(PASSAGE SHOWN)
------

This Home Made Ginger Tea is a delicious (and healthy) tea made with fresh ginger, lemon juice, honey, cinnamon and cayenne pepper.

Happy Friday friends!  I’m so glad it’s almost the weekend…this means sleeping in, Dutch Baby Pancakes, lazy afternoons and possible a little bit of shopping.  This gal needs some retail therapy…winters will do that to a person.

I have wanted to share this Home Made Ginger Tea recipe with your for a couple of years now, but I just never seemed to get around to it, even though we drink this tea almost every night.  For real, almost every night…ok at least 3 or 4 times a week.  It’s become part of my husband and my nightly ritual.  The kids go to bed, tea simmers on the stove.  It’s so comforting and I look forward to it every day.

Ginger is delicious and good for you!

Aside from the fact that this tea is hot, spicy and so full of flavour, it’s good for you too.  We love the taste and the ritual of it, but we also drink this tea for it’s health benefits:  Please note I am not a doctor, I wish I was, but alas I am not. These are just some health tidbits I found floating around the interwebs.  The overall lesson here…this is just really good tea…and it’s probably good for you too.  🙂

  • Ginger is a natural anti-inflammatory, it helps with nausea, circulation, stomach cramps and bloating, and it also improves the absorption of nutrients.
  • Lemon is a rich source of Vitamin C, it helps flush toxins out of your body, it has powerful natural antibiotic properties, it’s good for your liver and skin, it helps reduce pain and inflammation in joints…
  • Cinnamon has been thought to help with blood sugar control, it has natural antimicrobial properties, it is rich in manganese, iron, calcium and fibre, it’s a powerful antioxidant…on and on…and it’s delicious too!
  • Honey is antibacterial and anti-fungal, it’s probiotic, it’s good for you skin, and it helps with sore throats and coughs.
  • Cayenne Pepper is a good source of essential minerals and vitamins C and A, it’s beneficial to the circulatory system…plus it adds pizzazz to your tea.  True story.

------

(GIVEN RECORDS)
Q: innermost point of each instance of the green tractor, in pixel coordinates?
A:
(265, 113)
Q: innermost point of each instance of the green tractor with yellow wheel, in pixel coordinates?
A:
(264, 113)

------

(EXERCISE SET)
1. According to the ginger tea passage, what does cayenne pepper add to the tea?
2. Resume the ginger tea passage after its final sentence, keeping the writer's chatty voice.

(ANSWERS GIVEN)
1. Pizzazz.

2.
So I dedicate this tea to my Mom, who has been asking for this recipe/post for some time now.  😉

A top down view of a mug of Ginger Tea, and cinnamon sticks, ginger root and lemons

How pretty are those ingredients?!   Ahhhhh, I really do love this tea.

Comforting and delicious during cold and flu season.

This ginger tea is so good I just had to share it with you!  We drink this tea because we love it, but we also swear that it helps us ward off bugs during cold and flu season.  I have nothing to prove this, but we just feel like it helps with our immunity.  And when we do get sick, this tea seems to help beat it! But really, we just love ginger tea…and now maybe you will too!

A mug of Ginger Tea, and cinnamon sticks, ginger root and lemons

Ginger Tea Recipe Tips:

  • Ginger.  Peeled, fresh ginger is best for this tea.
  • Dressing your tea. This part is very individual-taste dependent, so play with the ingredient amounts until you get a combination that you love.
  • Spices.  A quick little word of warning…most of the cinnamon and cayenne pepper sinks to the bottom of the tea, so you might need to stir your tea. couple of times. But you should drink that part up, that’s where all the good stuff is!  My husband and I have an on-going joke about getting that last bit down 😉
  • When you’re done steeping the ginger, pour more water on it and let it sit overnight and reheat when you’re ready for another cup.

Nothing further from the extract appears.